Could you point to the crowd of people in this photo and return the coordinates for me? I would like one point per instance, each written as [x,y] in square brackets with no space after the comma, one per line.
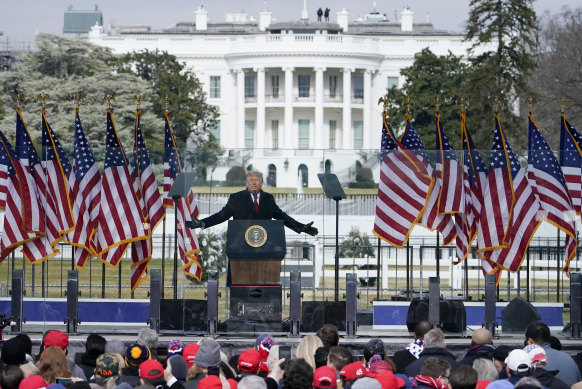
[319,361]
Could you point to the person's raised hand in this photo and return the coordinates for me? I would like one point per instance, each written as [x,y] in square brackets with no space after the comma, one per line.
[309,229]
[194,223]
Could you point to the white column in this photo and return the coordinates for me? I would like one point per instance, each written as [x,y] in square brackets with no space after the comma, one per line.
[318,136]
[367,108]
[261,130]
[288,143]
[240,108]
[347,142]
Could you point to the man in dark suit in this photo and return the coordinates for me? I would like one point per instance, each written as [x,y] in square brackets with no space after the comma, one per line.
[253,204]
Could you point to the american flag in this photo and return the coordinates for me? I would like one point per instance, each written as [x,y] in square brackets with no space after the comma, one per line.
[57,169]
[39,249]
[549,185]
[474,178]
[445,198]
[85,184]
[150,201]
[498,198]
[121,220]
[571,161]
[187,207]
[405,184]
[18,188]
[525,215]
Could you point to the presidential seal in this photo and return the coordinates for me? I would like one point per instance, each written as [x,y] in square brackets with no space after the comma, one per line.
[256,236]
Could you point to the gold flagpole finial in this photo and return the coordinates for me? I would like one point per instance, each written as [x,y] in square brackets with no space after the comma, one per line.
[563,102]
[496,101]
[408,102]
[42,97]
[530,103]
[78,100]
[166,100]
[438,101]
[109,97]
[463,102]
[137,99]
[385,101]
[19,97]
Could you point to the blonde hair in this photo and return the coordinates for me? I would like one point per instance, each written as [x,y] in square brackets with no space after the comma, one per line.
[307,347]
[53,363]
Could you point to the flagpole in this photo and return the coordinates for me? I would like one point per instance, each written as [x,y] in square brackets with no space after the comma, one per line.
[163,254]
[378,271]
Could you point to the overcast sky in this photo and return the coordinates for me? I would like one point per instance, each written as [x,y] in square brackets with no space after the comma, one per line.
[22,19]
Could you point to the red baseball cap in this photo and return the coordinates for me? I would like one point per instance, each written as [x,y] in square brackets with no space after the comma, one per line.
[33,382]
[151,369]
[379,367]
[324,377]
[210,382]
[189,354]
[249,360]
[56,338]
[389,381]
[353,370]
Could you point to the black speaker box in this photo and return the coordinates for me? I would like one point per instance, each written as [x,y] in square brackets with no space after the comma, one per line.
[517,315]
[314,314]
[452,314]
[183,315]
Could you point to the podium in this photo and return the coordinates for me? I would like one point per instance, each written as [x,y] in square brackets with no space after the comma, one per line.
[255,249]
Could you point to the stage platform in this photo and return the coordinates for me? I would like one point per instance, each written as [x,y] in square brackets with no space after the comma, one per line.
[233,344]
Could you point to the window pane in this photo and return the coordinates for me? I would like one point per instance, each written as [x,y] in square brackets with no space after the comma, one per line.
[392,82]
[275,85]
[250,86]
[332,127]
[215,87]
[303,85]
[303,134]
[214,128]
[358,135]
[332,86]
[275,130]
[358,87]
[249,134]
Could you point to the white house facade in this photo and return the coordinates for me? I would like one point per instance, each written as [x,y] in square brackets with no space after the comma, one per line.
[295,98]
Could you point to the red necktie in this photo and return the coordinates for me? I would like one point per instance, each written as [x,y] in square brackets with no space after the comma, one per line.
[256,204]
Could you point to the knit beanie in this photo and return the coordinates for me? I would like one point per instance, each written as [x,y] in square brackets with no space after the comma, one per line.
[136,354]
[14,352]
[208,354]
[179,368]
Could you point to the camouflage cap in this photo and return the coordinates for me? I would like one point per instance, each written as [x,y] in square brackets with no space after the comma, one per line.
[107,366]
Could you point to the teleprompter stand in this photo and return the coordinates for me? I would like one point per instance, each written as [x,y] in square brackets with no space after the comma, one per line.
[333,190]
[179,189]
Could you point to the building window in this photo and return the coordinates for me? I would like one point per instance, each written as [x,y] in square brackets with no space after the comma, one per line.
[332,132]
[332,86]
[303,134]
[250,85]
[249,134]
[392,82]
[275,86]
[215,87]
[358,135]
[214,128]
[272,175]
[275,132]
[359,87]
[303,85]
[303,173]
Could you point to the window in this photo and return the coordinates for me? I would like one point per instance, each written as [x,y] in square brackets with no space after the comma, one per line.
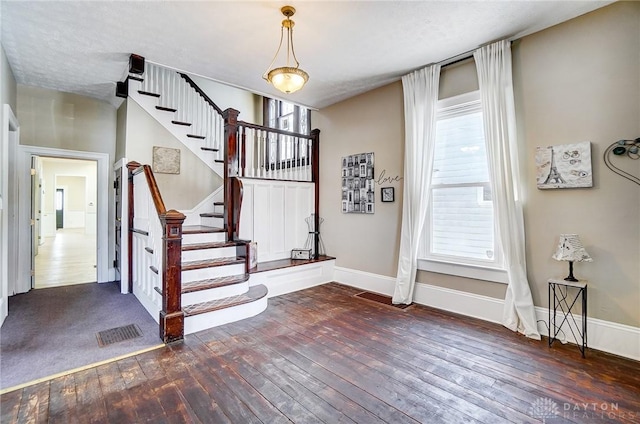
[288,117]
[459,231]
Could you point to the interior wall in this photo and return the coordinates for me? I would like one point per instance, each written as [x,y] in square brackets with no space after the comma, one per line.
[577,81]
[66,121]
[580,81]
[8,86]
[74,200]
[121,131]
[226,96]
[142,133]
[55,119]
[371,122]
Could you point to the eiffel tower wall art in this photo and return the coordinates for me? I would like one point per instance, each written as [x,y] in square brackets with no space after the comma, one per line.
[564,166]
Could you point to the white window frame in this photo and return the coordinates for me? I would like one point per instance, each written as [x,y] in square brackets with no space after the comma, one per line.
[488,270]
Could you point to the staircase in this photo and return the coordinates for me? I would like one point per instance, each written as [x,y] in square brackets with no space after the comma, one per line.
[214,281]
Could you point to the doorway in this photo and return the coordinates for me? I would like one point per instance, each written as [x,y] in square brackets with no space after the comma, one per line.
[59,208]
[65,248]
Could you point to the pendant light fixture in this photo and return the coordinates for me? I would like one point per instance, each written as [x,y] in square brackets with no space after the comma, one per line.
[287,79]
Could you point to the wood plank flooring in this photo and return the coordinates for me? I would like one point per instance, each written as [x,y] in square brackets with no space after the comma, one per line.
[324,356]
[67,258]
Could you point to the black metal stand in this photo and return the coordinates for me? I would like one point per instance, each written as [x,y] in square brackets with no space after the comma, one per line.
[559,302]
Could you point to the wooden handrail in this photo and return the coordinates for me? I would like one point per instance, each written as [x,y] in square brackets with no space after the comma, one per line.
[192,83]
[171,315]
[236,193]
[274,130]
[230,168]
[315,177]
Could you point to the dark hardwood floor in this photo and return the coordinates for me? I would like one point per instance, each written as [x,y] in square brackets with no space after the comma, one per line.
[323,356]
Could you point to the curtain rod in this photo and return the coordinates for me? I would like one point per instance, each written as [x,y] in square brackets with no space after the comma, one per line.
[468,54]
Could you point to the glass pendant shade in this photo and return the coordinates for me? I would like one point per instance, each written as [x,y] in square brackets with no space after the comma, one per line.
[287,79]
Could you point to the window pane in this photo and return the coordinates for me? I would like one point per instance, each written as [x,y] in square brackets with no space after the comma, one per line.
[460,154]
[462,223]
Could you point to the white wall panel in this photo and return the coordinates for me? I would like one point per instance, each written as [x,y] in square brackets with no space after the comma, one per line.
[273,215]
[277,231]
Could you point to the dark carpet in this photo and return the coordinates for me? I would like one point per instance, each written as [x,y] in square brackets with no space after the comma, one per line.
[53,330]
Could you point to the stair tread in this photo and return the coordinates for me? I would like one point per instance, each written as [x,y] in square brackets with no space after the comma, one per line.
[147,93]
[211,245]
[255,293]
[198,229]
[212,215]
[212,283]
[166,109]
[210,263]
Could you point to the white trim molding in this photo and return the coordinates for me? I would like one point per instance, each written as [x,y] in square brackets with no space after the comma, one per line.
[606,336]
[288,280]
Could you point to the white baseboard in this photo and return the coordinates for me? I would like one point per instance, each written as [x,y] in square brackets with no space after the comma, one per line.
[619,339]
[287,280]
[365,280]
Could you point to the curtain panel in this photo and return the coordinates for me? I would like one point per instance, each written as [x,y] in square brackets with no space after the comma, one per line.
[420,90]
[493,63]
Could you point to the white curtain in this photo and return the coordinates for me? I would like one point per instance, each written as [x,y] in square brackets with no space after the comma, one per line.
[420,101]
[493,63]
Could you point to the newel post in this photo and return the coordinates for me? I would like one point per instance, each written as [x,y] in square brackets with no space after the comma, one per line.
[315,173]
[230,166]
[131,167]
[171,315]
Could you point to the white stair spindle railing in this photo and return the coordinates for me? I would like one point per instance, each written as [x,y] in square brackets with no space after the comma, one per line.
[251,153]
[296,158]
[263,155]
[239,133]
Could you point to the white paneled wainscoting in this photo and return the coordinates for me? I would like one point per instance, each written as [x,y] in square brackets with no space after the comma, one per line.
[273,215]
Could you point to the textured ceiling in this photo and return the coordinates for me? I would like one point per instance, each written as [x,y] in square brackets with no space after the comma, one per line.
[347,47]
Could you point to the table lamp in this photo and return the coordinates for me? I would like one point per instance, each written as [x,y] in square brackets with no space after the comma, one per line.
[570,249]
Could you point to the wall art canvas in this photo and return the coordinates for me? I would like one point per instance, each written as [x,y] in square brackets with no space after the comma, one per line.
[564,166]
[357,183]
[166,160]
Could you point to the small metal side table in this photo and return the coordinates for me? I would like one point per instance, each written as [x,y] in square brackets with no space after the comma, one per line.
[559,307]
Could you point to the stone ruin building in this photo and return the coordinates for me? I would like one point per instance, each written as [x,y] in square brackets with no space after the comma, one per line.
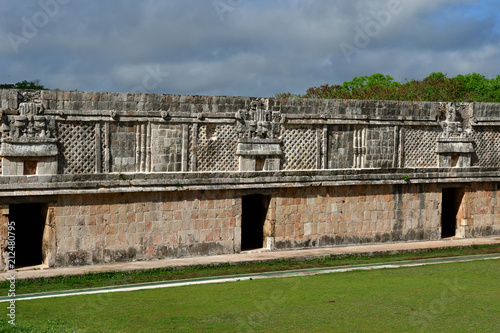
[93,177]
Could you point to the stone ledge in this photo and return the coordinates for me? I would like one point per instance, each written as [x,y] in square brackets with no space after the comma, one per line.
[154,182]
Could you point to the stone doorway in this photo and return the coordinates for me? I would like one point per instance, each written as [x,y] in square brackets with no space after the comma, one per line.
[253,217]
[451,204]
[30,223]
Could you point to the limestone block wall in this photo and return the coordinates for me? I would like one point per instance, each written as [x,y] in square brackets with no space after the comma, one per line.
[124,227]
[325,216]
[117,176]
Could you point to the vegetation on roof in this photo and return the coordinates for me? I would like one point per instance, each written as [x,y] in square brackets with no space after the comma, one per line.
[437,87]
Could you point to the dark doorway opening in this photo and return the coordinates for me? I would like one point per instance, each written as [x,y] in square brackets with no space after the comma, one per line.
[30,223]
[254,211]
[452,200]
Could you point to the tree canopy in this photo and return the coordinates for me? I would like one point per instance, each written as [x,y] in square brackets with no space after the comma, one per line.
[436,87]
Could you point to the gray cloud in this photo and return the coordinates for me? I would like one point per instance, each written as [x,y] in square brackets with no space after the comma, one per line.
[242,47]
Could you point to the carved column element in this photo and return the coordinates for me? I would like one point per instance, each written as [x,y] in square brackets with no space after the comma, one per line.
[143,148]
[359,148]
[259,149]
[454,147]
[29,145]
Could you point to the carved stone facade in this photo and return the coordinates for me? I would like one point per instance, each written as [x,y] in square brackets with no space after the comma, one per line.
[116,177]
[259,147]
[29,145]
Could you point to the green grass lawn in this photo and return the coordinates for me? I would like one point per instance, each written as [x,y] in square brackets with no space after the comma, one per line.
[458,297]
[94,280]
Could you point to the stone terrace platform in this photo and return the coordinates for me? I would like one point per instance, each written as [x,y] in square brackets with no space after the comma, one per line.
[255,256]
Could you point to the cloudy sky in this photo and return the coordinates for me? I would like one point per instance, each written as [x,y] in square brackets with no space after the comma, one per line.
[242,47]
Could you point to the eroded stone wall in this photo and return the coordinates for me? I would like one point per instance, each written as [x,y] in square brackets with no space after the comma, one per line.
[324,216]
[108,228]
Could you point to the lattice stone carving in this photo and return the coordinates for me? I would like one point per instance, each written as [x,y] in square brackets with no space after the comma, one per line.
[487,141]
[78,148]
[216,149]
[420,147]
[300,148]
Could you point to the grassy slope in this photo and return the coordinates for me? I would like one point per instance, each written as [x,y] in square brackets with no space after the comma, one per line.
[436,298]
[120,278]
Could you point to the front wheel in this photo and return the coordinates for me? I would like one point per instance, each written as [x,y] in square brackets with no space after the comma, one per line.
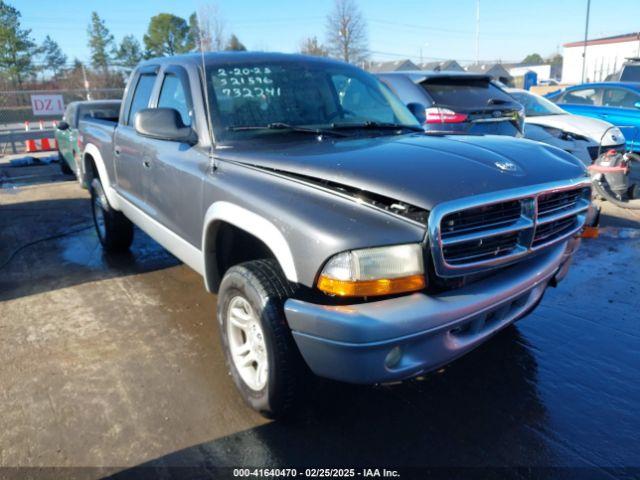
[261,354]
[115,231]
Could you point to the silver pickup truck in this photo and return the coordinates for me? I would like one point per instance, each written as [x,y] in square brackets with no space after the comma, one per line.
[339,237]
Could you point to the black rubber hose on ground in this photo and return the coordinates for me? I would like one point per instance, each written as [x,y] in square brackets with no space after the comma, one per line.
[45,239]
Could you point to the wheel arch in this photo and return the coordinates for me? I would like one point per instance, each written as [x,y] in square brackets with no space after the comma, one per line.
[254,233]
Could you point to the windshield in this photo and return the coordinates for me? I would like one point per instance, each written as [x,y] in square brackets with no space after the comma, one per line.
[535,106]
[630,73]
[312,95]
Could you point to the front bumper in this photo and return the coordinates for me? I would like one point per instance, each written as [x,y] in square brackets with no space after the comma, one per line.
[390,340]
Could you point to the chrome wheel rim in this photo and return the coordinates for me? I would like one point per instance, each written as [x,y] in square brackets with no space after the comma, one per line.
[246,343]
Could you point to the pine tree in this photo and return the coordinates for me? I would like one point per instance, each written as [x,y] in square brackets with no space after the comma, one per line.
[101,42]
[129,52]
[17,48]
[54,58]
[167,35]
[235,45]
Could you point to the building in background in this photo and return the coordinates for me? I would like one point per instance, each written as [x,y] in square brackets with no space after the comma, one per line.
[519,70]
[605,57]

Stated problem:
Please rewrite everything from the line containing "Could you point to the front bumper" down to the end of the records, changing "pine tree" to "evergreen tree" and keeping all else the same.

The reply:
Could you point to the front bumper in this photo and return the coordinates for me? I would like one point per instance, each written as [x,y] in square brackets with no space after the comma, one per line.
[390,340]
Could you point to the chrome wheel rim in this photo and return the coordinates for me? I would like one point per instance, each written as [x,y] in square brackets with no space after the comma, one per line.
[246,343]
Could you point to the evergreen tree in this photo and return the coordinates for me? I would like one point per instance, each written as [x,y] in square brackets with no space after the comma, one per line.
[101,42]
[129,52]
[17,48]
[54,58]
[167,35]
[235,45]
Could you point to the building in background in this photo and return the coordinates for me? I would like one point per instance, each written as [x,y] in square brackets with no space after the comma, one per line.
[519,70]
[605,57]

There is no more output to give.